Start of Supplied records

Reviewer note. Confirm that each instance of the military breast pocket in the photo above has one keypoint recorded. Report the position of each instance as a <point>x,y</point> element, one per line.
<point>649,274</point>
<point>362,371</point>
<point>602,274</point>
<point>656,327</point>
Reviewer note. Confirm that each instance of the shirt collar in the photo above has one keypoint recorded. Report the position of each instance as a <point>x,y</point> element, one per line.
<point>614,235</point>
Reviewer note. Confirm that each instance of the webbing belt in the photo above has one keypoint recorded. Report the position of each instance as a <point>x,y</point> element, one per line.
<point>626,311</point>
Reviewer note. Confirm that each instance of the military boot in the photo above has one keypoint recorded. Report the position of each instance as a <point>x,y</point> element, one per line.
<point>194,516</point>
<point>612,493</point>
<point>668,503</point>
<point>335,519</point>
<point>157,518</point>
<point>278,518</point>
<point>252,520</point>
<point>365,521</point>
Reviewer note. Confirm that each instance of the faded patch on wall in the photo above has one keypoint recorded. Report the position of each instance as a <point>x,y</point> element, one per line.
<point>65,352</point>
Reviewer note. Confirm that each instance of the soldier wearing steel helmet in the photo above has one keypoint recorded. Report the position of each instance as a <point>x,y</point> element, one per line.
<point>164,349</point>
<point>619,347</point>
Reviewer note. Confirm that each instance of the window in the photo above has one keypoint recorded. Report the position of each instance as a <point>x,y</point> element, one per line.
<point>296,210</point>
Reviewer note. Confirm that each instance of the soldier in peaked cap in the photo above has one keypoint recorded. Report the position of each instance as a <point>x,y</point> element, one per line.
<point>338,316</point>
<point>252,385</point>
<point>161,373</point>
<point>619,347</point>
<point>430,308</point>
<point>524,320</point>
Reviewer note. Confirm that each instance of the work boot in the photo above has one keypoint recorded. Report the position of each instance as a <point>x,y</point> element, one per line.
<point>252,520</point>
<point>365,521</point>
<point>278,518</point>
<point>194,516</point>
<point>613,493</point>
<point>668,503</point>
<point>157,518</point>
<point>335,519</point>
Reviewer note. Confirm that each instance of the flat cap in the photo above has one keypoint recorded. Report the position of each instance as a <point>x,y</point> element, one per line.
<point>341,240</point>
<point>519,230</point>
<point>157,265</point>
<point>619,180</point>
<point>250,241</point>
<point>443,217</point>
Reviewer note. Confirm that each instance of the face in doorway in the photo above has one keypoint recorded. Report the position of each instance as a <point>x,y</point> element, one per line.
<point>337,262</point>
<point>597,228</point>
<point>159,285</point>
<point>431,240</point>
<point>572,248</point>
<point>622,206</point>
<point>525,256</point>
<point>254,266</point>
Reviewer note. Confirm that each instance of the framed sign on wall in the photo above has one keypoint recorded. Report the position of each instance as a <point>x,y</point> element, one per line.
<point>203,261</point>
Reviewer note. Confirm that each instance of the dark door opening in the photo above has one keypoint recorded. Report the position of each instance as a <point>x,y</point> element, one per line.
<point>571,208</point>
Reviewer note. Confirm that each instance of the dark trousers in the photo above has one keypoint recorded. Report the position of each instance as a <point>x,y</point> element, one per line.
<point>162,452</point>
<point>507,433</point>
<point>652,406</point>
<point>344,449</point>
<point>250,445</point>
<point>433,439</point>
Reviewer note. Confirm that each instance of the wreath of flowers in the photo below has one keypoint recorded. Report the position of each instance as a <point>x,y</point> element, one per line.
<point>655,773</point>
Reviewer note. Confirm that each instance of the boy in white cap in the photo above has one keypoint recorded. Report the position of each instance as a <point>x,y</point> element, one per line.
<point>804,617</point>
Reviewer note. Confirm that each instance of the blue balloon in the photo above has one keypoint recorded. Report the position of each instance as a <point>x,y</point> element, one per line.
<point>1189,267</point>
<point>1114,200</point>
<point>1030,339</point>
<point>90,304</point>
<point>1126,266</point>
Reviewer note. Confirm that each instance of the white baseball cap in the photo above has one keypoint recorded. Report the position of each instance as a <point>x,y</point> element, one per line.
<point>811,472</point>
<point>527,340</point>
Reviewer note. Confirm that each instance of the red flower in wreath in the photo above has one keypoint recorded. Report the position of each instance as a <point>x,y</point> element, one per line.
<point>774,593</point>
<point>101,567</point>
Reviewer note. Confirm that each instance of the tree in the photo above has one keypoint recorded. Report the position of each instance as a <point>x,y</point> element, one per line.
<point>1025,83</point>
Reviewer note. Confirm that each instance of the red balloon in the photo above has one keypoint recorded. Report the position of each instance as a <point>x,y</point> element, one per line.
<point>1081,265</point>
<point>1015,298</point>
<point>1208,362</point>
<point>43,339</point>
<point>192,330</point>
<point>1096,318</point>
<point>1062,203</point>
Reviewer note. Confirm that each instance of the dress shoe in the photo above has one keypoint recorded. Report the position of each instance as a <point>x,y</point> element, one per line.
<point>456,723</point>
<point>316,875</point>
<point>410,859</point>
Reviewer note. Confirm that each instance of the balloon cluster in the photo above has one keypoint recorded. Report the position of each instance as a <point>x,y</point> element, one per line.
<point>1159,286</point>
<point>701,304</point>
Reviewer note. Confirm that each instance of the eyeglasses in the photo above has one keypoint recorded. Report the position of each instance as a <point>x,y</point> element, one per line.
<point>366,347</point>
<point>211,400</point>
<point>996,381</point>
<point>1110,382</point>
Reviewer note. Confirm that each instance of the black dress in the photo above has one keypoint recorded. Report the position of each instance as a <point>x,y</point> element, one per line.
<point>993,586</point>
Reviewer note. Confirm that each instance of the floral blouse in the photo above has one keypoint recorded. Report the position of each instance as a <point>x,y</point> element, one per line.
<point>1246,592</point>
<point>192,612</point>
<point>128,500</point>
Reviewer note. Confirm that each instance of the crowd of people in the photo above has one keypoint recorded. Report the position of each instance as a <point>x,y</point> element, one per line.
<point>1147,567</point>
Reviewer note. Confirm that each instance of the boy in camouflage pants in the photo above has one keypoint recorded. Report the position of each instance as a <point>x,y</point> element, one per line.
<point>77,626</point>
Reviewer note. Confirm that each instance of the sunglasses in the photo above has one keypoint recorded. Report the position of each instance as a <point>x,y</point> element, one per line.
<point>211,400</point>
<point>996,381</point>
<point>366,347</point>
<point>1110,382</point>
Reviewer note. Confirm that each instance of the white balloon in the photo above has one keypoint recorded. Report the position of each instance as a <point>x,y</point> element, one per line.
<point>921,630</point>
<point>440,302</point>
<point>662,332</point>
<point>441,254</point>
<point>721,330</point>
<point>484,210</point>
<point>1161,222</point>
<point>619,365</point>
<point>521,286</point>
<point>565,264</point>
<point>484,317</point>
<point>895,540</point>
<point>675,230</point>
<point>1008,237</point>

End of Supplied records

Problem to solve:
Please copy out every entry word for word.

Answer to the problem:
Reviewer note. Confirm that each instance of the military breast pocket in the photo above has one keypoint recorded. Report the position of each instance as a <point>x,y</point> element, one per line.
<point>649,274</point>
<point>362,371</point>
<point>602,274</point>
<point>656,327</point>
Reviewer note. Confirm that each instance of the shirt collar in the photo above has one keypoint recorded. Report the position of each instance as a <point>x,y</point> element, one per line.
<point>614,235</point>
Reviewer note. Confirm that each instance of the webbing belt in the photo above has one keypoint recorded. Report the position of each instance as a <point>x,y</point> element, one per line.
<point>626,311</point>
Reviewer note. Confirm that each instance of the military boot in the photo above has one keypoint recorded. Report the position of each instance as a <point>x,y</point> element, one per line.
<point>194,516</point>
<point>612,493</point>
<point>668,503</point>
<point>335,519</point>
<point>157,518</point>
<point>278,518</point>
<point>252,520</point>
<point>365,521</point>
Reviewer note. Confirm that each instance of the faded patch on wall in the photo above has one keypoint recorded. Report the position of each instance as a <point>x,y</point> element, one per line.
<point>65,352</point>
Reviewer note. Confirm that each instance of the soldier wearing steel helmet in the photo above has one keypoint recorded. Report the position of each instance as a <point>x,y</point> element, one per line.
<point>164,349</point>
<point>619,347</point>
Reviewer note. Confirm that each instance of the window in the photo above has one keypoint recorded. Report the position of each instance as a <point>x,y</point> element, one per line.
<point>296,210</point>
Reviewer note. Confirm that each instance of the soldier in peaked cap in the photo above has one keypoint recorded. Report the position of each instance as a <point>x,y</point> element, one per line.
<point>338,316</point>
<point>252,385</point>
<point>161,373</point>
<point>619,347</point>
<point>430,308</point>
<point>524,320</point>
Reviewer note. Confirm that each instance of the work boot in the photo above has one keypoint recorded. Report the position of each instance as a <point>x,y</point> element, one per line.
<point>252,520</point>
<point>365,521</point>
<point>278,518</point>
<point>194,516</point>
<point>613,493</point>
<point>668,503</point>
<point>157,518</point>
<point>335,519</point>
Reviewer note. Confirm that each instance of the flat cap in the photo above has one keypoint recorded. Report the position of each instance as a <point>x,y</point> element, one per line.
<point>341,240</point>
<point>519,230</point>
<point>157,265</point>
<point>619,180</point>
<point>250,241</point>
<point>443,217</point>
Reviewer note. Confirm that each instance of the face in doorway in the photo above has one keypoint recorded. Report the position of each instance as a <point>x,y</point> element, one per line.
<point>337,262</point>
<point>597,228</point>
<point>159,285</point>
<point>431,240</point>
<point>572,248</point>
<point>622,206</point>
<point>525,256</point>
<point>254,266</point>
Reviewer note. Confirm that each instance of the framed sign on wall in the photo above has one keypoint recorded. Report the position of each instance as a <point>x,y</point> element, one per line.
<point>203,261</point>
Reviewer note. Confirm that each instance of the dark door opening in the photo above has one keypoint recorded. Report the position of each instance as a <point>x,y</point> element, one per line.
<point>571,208</point>
Reviewer note. Confirm that each instance of the dark trousers in the photo above has one keypoint recorded. Report the position of each instance as a <point>x,y</point> element, one per line.
<point>162,452</point>
<point>507,433</point>
<point>652,406</point>
<point>344,449</point>
<point>250,445</point>
<point>433,439</point>
Reviewer note. Confirm that each instance of the wreath of flowers in the photo below has one keypoint recorded. Report the position of each instance as a <point>x,y</point> element, one per line.
<point>655,773</point>
Reviewer note. Confirm that each instance of the boy in white cap in the photo above has one keypoint recorded. Report the position of each instance as a <point>x,y</point> element, one per line.
<point>804,617</point>
Reviewer note. Confirm that each instance of the blue balloon in the photo above has one keypoint recorded. Report the position of each instance as a <point>x,y</point> element, one per line.
<point>1189,267</point>
<point>1114,200</point>
<point>1030,339</point>
<point>90,304</point>
<point>1126,266</point>
Reviewer note. Confirm that each instance of the white baseball cap in the photo above has one keypoint recorded. Report the position of each instance as a <point>x,y</point> element, one per line.
<point>811,472</point>
<point>527,340</point>
Reviewer note. Confirm that each instance of the red flower in wreath in the photo above has one keypoint recorded. Report the position of each instance as a <point>x,y</point> element, one per line.
<point>774,593</point>
<point>101,567</point>
Reviewer note. Confirm that each instance of the tree in the photo above has one keypoint recorded. Report the position of each instance as a <point>x,y</point> element, one per line.
<point>1025,83</point>
Reviewer note. Confirm that each instance of the red balloon in the photo above has one keypoint recorded. Report the position of each instance as a <point>x,y</point> element, one per line.
<point>1081,265</point>
<point>1015,298</point>
<point>1208,362</point>
<point>43,339</point>
<point>192,330</point>
<point>1096,318</point>
<point>1062,203</point>
Reviewer note. Confirm that each instance of the dress shoe in the photo above has one keypoint recorded. Report the position of each instance as a <point>x,y</point> element, one per line.
<point>456,723</point>
<point>316,875</point>
<point>410,859</point>
Reviewer note. Confirm that each instance of the balloon cluster in the photo above has one keypoint recorded. Report the position of each instance as a <point>x,y</point> element, one per line.
<point>1159,286</point>
<point>701,304</point>
Reviewer note. Confirm that each instance of the eyeglasses in the photo above has one keypoint recorded. Report the position of each instance as a <point>x,y</point> element, one per line.
<point>366,347</point>
<point>211,400</point>
<point>996,381</point>
<point>1110,382</point>
Reviewer note. Confirm that each instance of the black dress in the photo above has one keypoint recorded. Report the position of each instance as a <point>x,y</point> element, one per line.
<point>993,586</point>
Reviewer note. Confirm that each instance of the floral blouse in the photo above has one keypoint recorded. Report the position of each instance as a <point>x,y</point> element, one per line.
<point>1246,592</point>
<point>192,612</point>
<point>128,500</point>
Reviewer note. Confirm that each instance of the crowd of people in the photo above has one keypoint recorded. Report the position of each instance as a <point>x,y</point> element, one per line.
<point>1147,567</point>
Reviewer note. Confirm that each instance of the boy in camouflage pants in the photo above has one keypoint recorded. Report the position of each instance as a <point>x,y</point> element, one per line.
<point>77,626</point>
Reviewer note. Confirm that each instance of the sunglasses in the photo above has one keypoint recorded. Report the position of each instance as a <point>x,y</point> element, one per line.
<point>211,400</point>
<point>996,381</point>
<point>366,347</point>
<point>1110,382</point>
Reviewer note. Confirm that each instance of the white balloon in the photo above has one keypoint recorded. Report the position of each instance as a <point>x,y</point> element, one per line.
<point>921,630</point>
<point>440,302</point>
<point>662,332</point>
<point>441,254</point>
<point>721,330</point>
<point>484,210</point>
<point>1161,222</point>
<point>619,365</point>
<point>521,286</point>
<point>565,264</point>
<point>484,317</point>
<point>895,540</point>
<point>675,230</point>
<point>1008,237</point>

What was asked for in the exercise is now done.